_Work to be completed:_
Pick out each line of the records below that contains the word "windshield", and copy those lines.

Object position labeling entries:
## begin
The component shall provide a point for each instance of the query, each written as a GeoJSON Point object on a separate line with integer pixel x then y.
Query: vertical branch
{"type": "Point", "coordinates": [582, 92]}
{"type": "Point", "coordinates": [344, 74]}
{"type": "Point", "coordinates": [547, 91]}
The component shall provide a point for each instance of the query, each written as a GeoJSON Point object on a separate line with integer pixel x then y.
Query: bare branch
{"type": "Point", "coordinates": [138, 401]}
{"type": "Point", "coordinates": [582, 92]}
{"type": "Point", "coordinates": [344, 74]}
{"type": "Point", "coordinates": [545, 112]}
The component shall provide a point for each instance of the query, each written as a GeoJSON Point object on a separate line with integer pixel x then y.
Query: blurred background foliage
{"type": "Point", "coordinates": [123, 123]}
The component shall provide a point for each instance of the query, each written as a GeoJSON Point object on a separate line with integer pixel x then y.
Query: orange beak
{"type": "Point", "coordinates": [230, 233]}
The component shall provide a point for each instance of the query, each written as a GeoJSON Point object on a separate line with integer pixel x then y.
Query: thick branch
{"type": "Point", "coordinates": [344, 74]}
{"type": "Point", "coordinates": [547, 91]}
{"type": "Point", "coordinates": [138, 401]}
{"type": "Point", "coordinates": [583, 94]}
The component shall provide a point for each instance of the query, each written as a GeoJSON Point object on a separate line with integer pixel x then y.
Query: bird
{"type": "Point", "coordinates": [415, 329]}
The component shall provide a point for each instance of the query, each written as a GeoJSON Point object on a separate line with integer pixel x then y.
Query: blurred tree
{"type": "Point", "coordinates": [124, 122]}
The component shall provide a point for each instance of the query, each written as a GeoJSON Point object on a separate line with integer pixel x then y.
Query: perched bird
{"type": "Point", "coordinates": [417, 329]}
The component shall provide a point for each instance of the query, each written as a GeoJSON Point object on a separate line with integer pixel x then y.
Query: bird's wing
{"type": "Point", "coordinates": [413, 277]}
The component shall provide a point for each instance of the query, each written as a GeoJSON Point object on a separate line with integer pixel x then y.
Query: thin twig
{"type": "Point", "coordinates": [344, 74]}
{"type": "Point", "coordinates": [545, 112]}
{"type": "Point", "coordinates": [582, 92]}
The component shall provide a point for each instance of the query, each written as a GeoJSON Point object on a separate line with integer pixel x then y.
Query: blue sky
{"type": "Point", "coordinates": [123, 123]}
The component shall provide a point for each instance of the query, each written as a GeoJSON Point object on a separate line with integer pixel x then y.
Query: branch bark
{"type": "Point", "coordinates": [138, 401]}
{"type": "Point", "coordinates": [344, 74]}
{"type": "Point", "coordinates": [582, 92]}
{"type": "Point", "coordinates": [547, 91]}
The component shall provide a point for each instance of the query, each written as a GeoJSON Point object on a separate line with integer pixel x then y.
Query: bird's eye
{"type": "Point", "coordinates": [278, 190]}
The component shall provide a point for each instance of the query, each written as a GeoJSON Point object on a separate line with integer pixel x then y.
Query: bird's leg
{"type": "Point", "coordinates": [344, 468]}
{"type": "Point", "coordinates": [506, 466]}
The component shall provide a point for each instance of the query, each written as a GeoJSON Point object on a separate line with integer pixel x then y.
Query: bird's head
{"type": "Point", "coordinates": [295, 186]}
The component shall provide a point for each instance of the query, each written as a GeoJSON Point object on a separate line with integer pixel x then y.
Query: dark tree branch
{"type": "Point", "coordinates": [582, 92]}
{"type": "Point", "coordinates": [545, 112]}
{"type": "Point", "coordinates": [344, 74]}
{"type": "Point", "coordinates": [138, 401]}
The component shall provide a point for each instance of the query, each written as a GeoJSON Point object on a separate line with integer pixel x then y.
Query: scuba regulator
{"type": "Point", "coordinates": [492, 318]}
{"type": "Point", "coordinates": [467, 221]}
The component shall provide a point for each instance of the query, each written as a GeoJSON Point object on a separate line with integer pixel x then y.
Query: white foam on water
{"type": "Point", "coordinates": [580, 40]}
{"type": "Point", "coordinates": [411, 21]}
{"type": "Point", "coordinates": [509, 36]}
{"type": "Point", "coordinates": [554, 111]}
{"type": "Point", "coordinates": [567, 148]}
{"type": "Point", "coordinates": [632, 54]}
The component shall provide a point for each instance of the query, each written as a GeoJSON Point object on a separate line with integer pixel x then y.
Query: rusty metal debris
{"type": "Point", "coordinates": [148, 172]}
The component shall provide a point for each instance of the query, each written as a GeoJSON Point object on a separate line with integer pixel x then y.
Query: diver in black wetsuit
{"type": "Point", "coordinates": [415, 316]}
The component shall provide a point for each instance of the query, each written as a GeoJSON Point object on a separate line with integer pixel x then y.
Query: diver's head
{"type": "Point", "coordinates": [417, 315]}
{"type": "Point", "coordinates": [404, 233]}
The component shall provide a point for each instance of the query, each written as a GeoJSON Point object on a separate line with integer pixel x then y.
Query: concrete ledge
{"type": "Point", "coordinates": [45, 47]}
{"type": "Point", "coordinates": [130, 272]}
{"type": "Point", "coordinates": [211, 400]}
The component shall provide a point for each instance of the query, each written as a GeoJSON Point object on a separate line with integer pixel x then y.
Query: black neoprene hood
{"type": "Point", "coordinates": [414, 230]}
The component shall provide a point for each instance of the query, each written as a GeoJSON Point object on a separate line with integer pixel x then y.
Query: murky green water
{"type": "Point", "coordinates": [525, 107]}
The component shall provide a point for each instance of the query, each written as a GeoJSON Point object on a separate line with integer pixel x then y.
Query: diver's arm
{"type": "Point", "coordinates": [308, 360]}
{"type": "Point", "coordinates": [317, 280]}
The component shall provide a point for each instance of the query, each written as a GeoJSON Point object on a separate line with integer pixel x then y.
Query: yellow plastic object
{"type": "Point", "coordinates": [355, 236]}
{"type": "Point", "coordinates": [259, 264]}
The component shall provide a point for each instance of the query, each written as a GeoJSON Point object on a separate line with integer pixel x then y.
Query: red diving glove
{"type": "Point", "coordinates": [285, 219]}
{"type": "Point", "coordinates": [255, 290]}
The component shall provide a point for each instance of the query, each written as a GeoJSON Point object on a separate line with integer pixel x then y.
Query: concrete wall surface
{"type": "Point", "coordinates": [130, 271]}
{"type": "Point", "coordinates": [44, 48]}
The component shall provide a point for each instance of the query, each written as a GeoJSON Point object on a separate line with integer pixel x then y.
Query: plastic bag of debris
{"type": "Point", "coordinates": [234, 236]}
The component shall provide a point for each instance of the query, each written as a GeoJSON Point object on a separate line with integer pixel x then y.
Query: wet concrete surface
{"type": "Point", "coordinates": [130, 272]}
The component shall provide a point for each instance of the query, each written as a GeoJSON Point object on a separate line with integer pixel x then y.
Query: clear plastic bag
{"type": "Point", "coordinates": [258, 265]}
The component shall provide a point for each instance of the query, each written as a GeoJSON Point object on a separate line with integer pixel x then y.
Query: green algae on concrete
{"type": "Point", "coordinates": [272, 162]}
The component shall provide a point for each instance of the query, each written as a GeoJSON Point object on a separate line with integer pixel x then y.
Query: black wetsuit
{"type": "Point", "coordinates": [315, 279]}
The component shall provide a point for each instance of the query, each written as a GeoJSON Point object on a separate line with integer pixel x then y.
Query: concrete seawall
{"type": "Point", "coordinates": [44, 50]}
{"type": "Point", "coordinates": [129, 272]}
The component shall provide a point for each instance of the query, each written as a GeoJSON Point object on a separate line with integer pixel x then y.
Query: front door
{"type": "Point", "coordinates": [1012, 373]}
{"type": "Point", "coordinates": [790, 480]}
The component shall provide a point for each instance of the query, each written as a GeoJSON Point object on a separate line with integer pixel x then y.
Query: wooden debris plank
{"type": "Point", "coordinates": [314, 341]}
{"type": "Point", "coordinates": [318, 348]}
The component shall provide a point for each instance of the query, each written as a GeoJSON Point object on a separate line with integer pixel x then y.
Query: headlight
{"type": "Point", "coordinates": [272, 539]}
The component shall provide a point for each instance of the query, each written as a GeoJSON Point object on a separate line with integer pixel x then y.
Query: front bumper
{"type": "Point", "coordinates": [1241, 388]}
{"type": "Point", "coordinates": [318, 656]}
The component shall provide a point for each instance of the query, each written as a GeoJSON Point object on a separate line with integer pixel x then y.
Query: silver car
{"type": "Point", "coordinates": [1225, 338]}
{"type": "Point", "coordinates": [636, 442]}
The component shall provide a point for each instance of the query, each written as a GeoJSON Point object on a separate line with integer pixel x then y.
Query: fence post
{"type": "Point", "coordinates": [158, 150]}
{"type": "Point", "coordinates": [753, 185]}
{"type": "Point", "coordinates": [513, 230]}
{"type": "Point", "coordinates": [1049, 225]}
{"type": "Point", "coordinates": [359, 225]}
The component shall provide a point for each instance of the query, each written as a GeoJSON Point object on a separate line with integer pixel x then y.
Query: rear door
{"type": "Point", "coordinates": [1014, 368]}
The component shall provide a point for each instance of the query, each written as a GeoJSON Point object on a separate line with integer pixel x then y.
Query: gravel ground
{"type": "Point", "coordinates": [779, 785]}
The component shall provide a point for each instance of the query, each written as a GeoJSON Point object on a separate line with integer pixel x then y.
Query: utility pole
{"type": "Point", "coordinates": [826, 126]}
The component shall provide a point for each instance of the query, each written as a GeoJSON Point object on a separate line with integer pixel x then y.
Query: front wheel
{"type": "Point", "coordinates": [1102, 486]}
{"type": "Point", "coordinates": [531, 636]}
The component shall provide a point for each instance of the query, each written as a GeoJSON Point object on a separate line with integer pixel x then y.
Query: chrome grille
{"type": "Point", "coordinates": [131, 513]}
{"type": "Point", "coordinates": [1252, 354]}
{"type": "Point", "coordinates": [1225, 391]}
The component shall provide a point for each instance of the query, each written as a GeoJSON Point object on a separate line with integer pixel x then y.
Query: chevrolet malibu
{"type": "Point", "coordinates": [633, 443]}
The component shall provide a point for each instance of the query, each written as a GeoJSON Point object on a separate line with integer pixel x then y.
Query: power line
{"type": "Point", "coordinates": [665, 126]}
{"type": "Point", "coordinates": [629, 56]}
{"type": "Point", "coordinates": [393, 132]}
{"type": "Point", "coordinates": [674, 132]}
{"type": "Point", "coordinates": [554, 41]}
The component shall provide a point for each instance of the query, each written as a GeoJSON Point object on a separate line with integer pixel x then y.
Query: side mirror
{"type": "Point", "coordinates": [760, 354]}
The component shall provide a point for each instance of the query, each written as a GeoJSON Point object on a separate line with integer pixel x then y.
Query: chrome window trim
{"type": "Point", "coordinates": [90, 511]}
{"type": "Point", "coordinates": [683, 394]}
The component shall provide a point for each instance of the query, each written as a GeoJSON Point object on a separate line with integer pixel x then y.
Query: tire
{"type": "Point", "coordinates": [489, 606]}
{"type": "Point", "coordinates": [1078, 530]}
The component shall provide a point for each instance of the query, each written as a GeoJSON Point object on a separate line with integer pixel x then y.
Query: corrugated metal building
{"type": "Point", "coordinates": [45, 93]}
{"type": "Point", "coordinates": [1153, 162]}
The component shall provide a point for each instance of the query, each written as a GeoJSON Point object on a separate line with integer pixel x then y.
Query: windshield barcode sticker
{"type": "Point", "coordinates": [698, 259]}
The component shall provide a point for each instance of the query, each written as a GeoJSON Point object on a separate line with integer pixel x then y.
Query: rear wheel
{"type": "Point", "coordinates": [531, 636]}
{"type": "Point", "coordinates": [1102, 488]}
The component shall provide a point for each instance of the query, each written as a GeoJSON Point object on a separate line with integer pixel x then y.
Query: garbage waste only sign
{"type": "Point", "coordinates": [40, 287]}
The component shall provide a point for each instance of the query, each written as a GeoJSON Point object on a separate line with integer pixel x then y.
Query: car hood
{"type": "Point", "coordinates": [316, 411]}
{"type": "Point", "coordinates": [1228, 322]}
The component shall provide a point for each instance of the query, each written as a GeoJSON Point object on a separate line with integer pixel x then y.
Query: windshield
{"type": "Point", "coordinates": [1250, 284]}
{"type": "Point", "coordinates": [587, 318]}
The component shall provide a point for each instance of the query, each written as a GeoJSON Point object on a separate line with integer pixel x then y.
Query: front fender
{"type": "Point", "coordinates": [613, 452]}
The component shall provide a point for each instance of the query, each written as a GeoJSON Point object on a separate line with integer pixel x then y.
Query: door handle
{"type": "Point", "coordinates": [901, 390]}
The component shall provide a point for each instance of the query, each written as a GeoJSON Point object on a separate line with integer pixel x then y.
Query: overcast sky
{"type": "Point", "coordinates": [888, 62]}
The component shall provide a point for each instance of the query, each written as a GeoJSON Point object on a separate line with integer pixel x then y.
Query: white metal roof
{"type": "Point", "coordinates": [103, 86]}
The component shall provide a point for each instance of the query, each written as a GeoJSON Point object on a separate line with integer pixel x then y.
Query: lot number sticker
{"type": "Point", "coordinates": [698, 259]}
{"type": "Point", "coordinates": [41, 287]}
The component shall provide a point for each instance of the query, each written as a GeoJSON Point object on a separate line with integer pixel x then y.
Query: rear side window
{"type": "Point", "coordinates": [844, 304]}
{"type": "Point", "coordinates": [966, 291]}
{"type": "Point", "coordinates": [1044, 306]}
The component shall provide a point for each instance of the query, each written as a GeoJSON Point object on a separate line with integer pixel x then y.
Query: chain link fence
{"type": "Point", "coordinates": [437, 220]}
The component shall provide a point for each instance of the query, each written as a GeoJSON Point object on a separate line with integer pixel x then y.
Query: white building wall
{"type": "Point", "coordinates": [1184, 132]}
## end
_The completed task:_
Query: windshield barcode sticker
Query: windshield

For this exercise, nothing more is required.